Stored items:
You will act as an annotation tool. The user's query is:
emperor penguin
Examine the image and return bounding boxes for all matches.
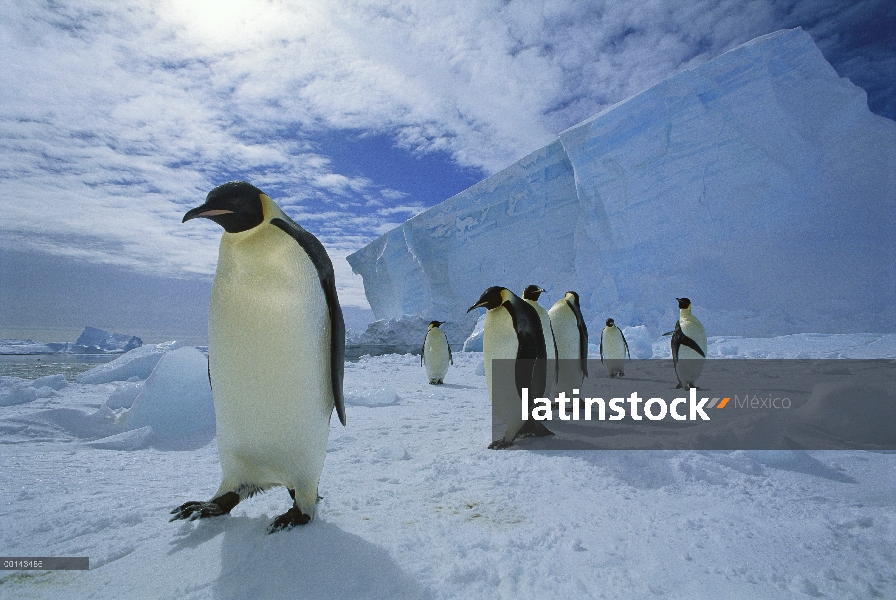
[667,298,706,390]
[600,319,632,377]
[548,292,588,404]
[523,285,557,398]
[171,181,345,533]
[420,321,454,385]
[467,286,554,450]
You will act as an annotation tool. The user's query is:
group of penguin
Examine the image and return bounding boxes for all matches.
[420,285,706,449]
[171,181,706,533]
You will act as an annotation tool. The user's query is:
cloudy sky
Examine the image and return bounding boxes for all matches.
[0,0,896,340]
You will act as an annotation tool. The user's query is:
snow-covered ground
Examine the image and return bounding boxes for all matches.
[0,334,896,599]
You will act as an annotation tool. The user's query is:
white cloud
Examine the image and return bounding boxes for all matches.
[0,0,893,312]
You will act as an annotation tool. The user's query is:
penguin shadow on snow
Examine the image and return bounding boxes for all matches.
[168,515,433,599]
[214,517,432,599]
[438,383,476,390]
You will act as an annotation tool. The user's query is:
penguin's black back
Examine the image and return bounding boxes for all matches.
[503,294,548,398]
[271,217,345,425]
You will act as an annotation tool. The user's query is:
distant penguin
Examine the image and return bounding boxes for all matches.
[523,285,557,398]
[420,321,454,385]
[171,181,345,533]
[467,286,553,450]
[666,298,706,390]
[600,319,631,377]
[548,292,588,397]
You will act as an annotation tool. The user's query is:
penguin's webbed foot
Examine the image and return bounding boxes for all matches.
[168,492,240,523]
[268,506,311,533]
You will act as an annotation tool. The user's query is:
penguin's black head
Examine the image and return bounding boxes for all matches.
[181,181,264,233]
[467,285,506,312]
[523,285,544,300]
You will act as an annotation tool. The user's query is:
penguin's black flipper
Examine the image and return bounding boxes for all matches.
[271,217,345,425]
[619,329,632,358]
[566,300,588,377]
[268,506,311,533]
[672,321,706,362]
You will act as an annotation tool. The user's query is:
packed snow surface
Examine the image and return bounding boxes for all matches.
[0,334,896,600]
[348,29,896,336]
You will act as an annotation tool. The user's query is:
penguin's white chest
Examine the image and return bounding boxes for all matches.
[209,225,333,485]
[482,306,519,398]
[526,299,557,360]
[678,315,706,359]
[423,327,449,381]
[603,327,625,360]
[549,300,581,359]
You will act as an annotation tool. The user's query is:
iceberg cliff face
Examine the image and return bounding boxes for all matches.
[348,29,896,335]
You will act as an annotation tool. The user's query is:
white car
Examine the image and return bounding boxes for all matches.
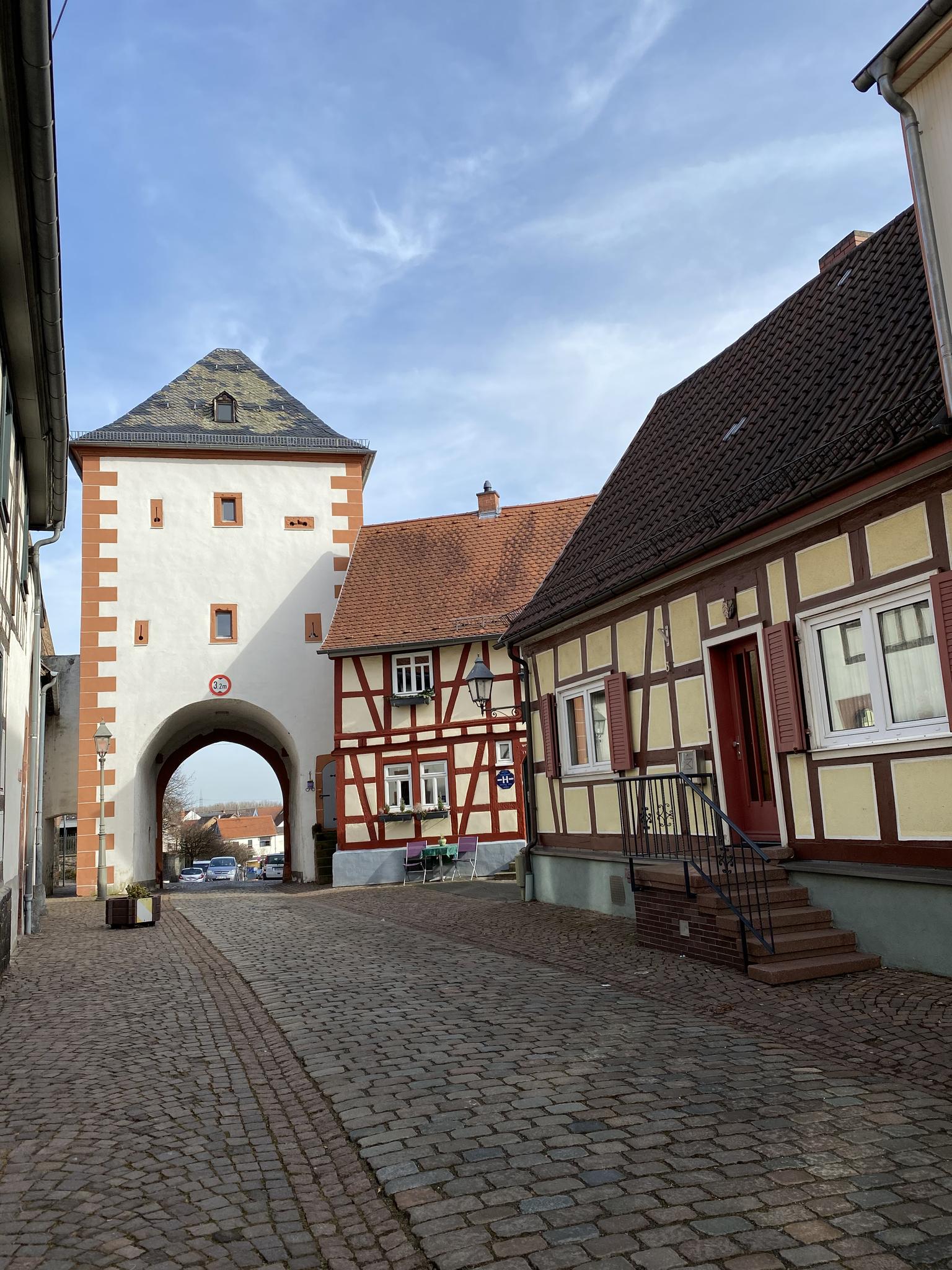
[206,856,237,881]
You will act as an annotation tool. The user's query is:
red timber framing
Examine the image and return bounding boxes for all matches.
[334,639,526,850]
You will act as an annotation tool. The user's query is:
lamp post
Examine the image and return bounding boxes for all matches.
[93,722,113,899]
[466,657,526,722]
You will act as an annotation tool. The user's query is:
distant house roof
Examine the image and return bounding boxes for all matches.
[506,208,948,639]
[218,815,274,842]
[324,494,594,653]
[73,348,369,467]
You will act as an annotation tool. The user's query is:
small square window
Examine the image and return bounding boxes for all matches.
[211,605,237,644]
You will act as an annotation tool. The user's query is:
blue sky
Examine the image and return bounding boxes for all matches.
[43,0,915,797]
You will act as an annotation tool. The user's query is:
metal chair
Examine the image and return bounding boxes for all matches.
[453,837,480,881]
[403,841,426,887]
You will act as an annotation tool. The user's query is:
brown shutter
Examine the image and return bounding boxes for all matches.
[764,623,806,755]
[929,571,952,724]
[606,670,632,772]
[538,692,561,776]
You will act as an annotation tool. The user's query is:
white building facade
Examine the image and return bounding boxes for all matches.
[73,349,372,895]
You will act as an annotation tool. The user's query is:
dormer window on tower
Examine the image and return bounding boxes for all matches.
[212,393,235,423]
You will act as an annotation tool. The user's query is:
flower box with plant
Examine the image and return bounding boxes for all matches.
[390,688,437,706]
[105,881,162,930]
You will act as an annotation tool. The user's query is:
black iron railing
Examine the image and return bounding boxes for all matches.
[618,772,773,961]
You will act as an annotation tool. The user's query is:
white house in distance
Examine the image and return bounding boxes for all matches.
[71,348,373,895]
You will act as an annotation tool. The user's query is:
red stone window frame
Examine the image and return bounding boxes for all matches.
[208,605,237,644]
[213,493,244,530]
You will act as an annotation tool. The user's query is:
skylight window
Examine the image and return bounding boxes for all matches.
[721,415,747,441]
[213,393,235,423]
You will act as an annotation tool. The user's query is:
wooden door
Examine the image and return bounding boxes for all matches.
[711,636,781,842]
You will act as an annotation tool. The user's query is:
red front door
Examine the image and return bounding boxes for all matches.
[711,636,781,842]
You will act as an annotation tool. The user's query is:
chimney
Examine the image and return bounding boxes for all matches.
[820,230,870,273]
[476,481,499,521]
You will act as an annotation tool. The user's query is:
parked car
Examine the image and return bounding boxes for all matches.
[262,851,284,881]
[207,856,237,881]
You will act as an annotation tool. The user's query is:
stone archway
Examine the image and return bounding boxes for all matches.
[155,728,293,888]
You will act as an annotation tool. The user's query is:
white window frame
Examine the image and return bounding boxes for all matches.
[797,578,950,749]
[383,758,414,812]
[556,676,612,776]
[420,758,449,812]
[391,649,434,697]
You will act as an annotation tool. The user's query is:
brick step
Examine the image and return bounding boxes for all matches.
[747,940,879,984]
[717,904,832,931]
[749,926,855,957]
[695,874,810,913]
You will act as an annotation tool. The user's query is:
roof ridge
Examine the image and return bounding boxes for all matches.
[361,494,598,533]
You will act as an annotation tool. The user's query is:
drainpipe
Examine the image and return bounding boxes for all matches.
[23,521,62,935]
[32,670,57,930]
[868,53,952,411]
[506,646,538,875]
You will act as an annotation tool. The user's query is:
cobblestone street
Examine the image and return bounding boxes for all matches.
[0,884,952,1270]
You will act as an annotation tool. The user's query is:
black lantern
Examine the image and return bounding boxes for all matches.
[466,657,495,714]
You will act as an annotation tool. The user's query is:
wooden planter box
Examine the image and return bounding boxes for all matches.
[105,895,162,930]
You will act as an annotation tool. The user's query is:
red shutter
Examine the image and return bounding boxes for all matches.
[606,670,632,772]
[538,692,561,776]
[764,623,806,755]
[929,571,952,724]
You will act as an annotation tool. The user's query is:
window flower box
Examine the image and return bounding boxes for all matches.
[105,895,162,930]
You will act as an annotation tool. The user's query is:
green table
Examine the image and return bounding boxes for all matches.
[420,842,458,881]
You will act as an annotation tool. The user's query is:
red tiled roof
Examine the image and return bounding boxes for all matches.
[324,494,594,653]
[218,815,276,842]
[508,208,948,639]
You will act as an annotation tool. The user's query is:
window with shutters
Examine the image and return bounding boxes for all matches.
[556,678,612,776]
[801,583,948,747]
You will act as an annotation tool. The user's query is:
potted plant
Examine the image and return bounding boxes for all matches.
[105,881,162,930]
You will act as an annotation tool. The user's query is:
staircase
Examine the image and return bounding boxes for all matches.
[635,847,879,985]
[618,773,879,985]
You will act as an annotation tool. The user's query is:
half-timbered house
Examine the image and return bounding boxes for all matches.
[322,482,593,885]
[506,210,952,983]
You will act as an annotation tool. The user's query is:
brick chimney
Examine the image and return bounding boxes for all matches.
[820,230,870,273]
[476,481,499,521]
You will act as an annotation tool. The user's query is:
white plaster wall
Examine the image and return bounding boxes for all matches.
[100,456,346,887]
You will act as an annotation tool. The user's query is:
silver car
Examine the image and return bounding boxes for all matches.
[207,856,237,881]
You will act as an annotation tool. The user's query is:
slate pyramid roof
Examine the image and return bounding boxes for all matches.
[74,348,368,453]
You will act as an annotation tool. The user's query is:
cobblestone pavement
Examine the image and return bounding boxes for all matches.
[328,881,952,1093]
[177,888,952,1270]
[0,893,425,1270]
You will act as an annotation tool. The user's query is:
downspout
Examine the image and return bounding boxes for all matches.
[30,670,57,930]
[506,646,538,874]
[23,521,62,935]
[870,53,952,411]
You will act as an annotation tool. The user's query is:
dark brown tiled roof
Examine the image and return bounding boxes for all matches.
[508,208,947,639]
[324,494,594,653]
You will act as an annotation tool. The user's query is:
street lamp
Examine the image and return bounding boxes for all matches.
[93,722,113,899]
[466,657,526,722]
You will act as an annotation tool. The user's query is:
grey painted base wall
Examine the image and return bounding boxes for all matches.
[787,865,952,975]
[333,840,526,887]
[532,848,635,918]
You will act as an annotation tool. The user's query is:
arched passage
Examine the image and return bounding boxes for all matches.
[155,728,293,887]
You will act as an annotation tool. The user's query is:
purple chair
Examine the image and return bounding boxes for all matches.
[453,837,480,881]
[403,841,426,887]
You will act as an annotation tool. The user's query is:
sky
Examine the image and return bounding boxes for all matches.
[43,0,917,797]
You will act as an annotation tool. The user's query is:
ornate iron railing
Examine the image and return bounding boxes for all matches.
[618,772,773,962]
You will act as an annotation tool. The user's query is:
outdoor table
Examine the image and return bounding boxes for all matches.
[420,842,457,881]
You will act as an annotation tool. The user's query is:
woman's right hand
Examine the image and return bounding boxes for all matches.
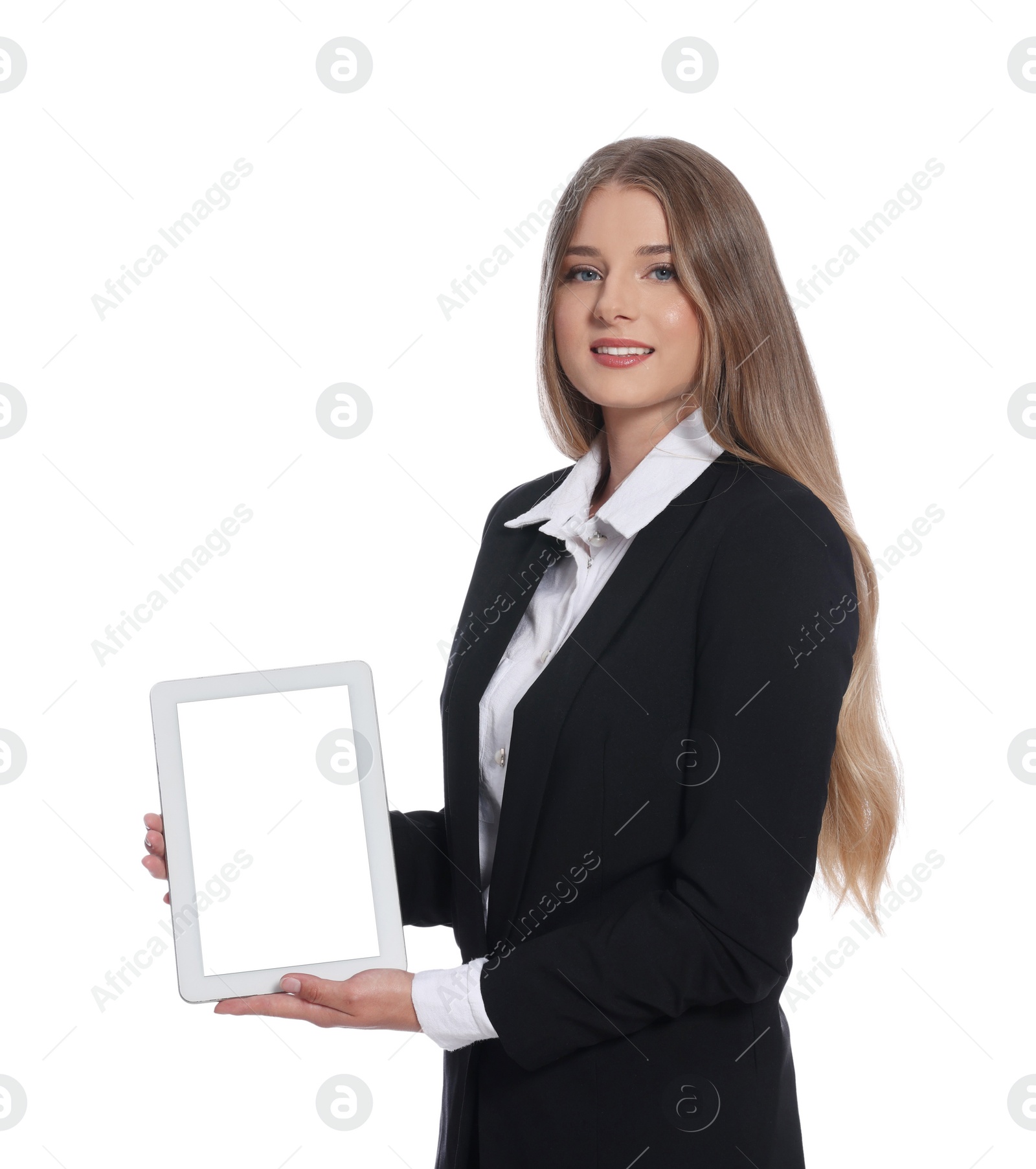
[141,811,170,905]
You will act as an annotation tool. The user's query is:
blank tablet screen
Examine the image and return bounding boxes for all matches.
[174,687,379,975]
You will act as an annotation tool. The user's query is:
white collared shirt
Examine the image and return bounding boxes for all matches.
[412,409,723,1051]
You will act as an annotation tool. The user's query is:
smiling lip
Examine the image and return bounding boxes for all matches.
[591,337,655,369]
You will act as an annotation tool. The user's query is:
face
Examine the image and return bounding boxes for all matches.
[554,186,702,416]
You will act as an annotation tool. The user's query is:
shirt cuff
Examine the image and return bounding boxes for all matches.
[411,957,497,1051]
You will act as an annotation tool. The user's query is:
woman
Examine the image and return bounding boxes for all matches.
[144,138,901,1169]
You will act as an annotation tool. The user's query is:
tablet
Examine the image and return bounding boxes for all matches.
[151,662,407,1003]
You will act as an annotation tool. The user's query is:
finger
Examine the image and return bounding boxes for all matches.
[144,829,166,857]
[214,995,352,1027]
[141,857,167,880]
[280,974,358,1015]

Do this - Give back the stored items word for word, covering the stretch from the start through the line that contains "[0,0,896,340]". Leave the pictures out of your answer.

Answer to this exercise -
You will act as an annotation tool. The user's query is:
emperor penguin
Examine the image and return bounding boxes for all matches.
[667,298,706,390]
[600,319,632,377]
[548,292,588,404]
[523,285,557,398]
[171,181,345,533]
[420,321,454,385]
[467,286,554,450]
You will act as an annotation tool. The user's query is:
group of penguin
Examine the image and return bounding boxes for all matches.
[420,285,706,449]
[171,181,706,533]
You will act as an annotation tool. The user's query is:
cloudy sky
Examine the image and return bounding boxes for all matches.
[0,0,896,340]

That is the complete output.